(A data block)
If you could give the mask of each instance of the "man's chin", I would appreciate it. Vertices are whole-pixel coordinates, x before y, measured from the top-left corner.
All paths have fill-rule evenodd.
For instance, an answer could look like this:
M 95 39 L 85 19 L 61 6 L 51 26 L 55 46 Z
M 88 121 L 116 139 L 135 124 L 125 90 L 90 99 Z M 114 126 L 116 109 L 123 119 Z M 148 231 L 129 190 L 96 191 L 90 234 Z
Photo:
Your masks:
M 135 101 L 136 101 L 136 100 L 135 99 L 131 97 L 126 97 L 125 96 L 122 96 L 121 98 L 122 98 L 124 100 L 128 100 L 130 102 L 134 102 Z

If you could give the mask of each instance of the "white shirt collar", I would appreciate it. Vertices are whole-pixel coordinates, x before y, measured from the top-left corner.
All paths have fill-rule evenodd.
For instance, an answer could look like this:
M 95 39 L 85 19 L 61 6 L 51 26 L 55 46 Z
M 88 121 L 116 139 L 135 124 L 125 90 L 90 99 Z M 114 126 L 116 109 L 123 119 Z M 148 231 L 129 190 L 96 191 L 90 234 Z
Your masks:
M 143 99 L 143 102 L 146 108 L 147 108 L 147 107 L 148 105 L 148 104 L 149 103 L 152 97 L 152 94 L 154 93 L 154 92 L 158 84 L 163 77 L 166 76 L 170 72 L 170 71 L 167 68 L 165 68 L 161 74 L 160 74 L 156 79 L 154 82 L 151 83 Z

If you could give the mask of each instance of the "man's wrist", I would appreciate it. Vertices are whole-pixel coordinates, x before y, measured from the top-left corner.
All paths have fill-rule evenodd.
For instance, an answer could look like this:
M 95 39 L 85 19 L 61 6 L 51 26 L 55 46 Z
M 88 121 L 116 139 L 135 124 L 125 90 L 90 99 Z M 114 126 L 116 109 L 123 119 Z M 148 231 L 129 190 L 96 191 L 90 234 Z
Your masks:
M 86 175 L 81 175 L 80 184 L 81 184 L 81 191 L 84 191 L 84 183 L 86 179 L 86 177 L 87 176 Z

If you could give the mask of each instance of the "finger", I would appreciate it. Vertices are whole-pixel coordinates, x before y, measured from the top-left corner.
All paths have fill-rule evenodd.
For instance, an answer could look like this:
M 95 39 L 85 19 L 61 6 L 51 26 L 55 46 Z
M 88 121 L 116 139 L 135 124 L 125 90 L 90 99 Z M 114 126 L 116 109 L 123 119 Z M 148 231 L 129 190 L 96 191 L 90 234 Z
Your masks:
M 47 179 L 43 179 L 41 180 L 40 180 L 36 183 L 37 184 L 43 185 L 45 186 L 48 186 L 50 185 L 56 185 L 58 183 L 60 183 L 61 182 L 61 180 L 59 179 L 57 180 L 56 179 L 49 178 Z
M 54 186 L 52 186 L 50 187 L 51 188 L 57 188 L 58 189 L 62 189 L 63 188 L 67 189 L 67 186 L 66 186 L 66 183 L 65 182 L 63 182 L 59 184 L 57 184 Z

### Required task
Copy the listing above line for line, with no changes.

### Exercise answer
If you could give the mask of each instance of the "man's chin", I would appreciate it. Vertices are whole-pixel coordinates, x before y, measured from the top-left corner.
All paths have fill-rule evenodd.
For instance, an answer could look like this:
M 95 39 L 85 19 L 61 6 L 51 26 L 55 46 Z
M 88 121 L 116 139 L 135 124 L 125 90 L 90 99 Z M 114 126 L 116 109 L 123 119 Z M 148 231 L 129 190 L 96 191 L 90 234 Z
Photo:
Your masks:
M 135 101 L 136 101 L 136 100 L 135 99 L 131 97 L 126 97 L 125 96 L 122 96 L 121 98 L 122 98 L 124 100 L 128 100 L 130 102 L 134 102 Z

If you could give the mask of each instance of the "white shirt collar", I would appreciate it. Vertices are whole-pixel coordinates, x before y, measured from the top-left corner.
All paths have fill-rule evenodd.
For instance, an answer could look like this:
M 95 39 L 85 19 L 61 6 L 51 26 L 55 46 Z
M 88 121 L 116 139 L 135 124 L 125 90 L 90 99 Z M 114 126 L 116 109 L 123 119 Z M 148 231 L 129 190 L 96 191 L 90 234 Z
Your masks:
M 143 99 L 143 102 L 146 108 L 147 108 L 147 107 L 148 105 L 148 104 L 149 103 L 152 97 L 152 94 L 154 93 L 154 92 L 158 84 L 163 77 L 166 76 L 170 72 L 170 71 L 167 68 L 165 68 L 161 74 L 160 74 L 156 79 L 154 82 L 151 83 Z

If you could give the mask of each instance of the "man's wrist", I would appreciate it. Vertices are whole-pixel coordinates, x before y, measured from the top-left corner.
All paths have fill-rule evenodd.
For instance, an answer could look like this:
M 95 39 L 85 19 L 61 6 L 51 26 L 55 46 Z
M 88 121 L 116 139 L 135 124 L 125 90 L 90 99 Z M 114 126 L 116 109 L 123 119 Z M 148 231 L 129 190 L 96 191 L 90 234 Z
Your masks:
M 86 175 L 81 175 L 80 184 L 81 184 L 81 191 L 84 191 L 84 183 L 86 179 L 86 177 L 87 176 Z

If you could give the mask of each instance of the "finger", I would appreciate it. Vertices are whole-pixel coordinates, x before y, measured from the top-left corner.
All paths have fill-rule evenodd.
For instance, an answer could look like this:
M 95 39 L 85 19 L 61 6 L 51 26 L 55 46 Z
M 88 121 L 116 139 L 135 124 L 125 90 L 90 99 Z M 114 126 L 116 109 L 123 119 Z M 148 231 L 129 190 L 96 191 L 90 234 Z
Your masks:
M 47 179 L 43 179 L 41 180 L 40 180 L 36 183 L 37 184 L 43 185 L 45 186 L 48 186 L 50 185 L 56 185 L 58 183 L 60 183 L 61 182 L 61 180 L 59 179 L 57 180 L 56 179 L 49 178 Z
M 54 186 L 52 186 L 50 187 L 51 188 L 57 188 L 58 189 L 62 189 L 63 188 L 67 189 L 67 186 L 66 186 L 66 183 L 65 182 L 63 182 L 59 184 L 57 184 Z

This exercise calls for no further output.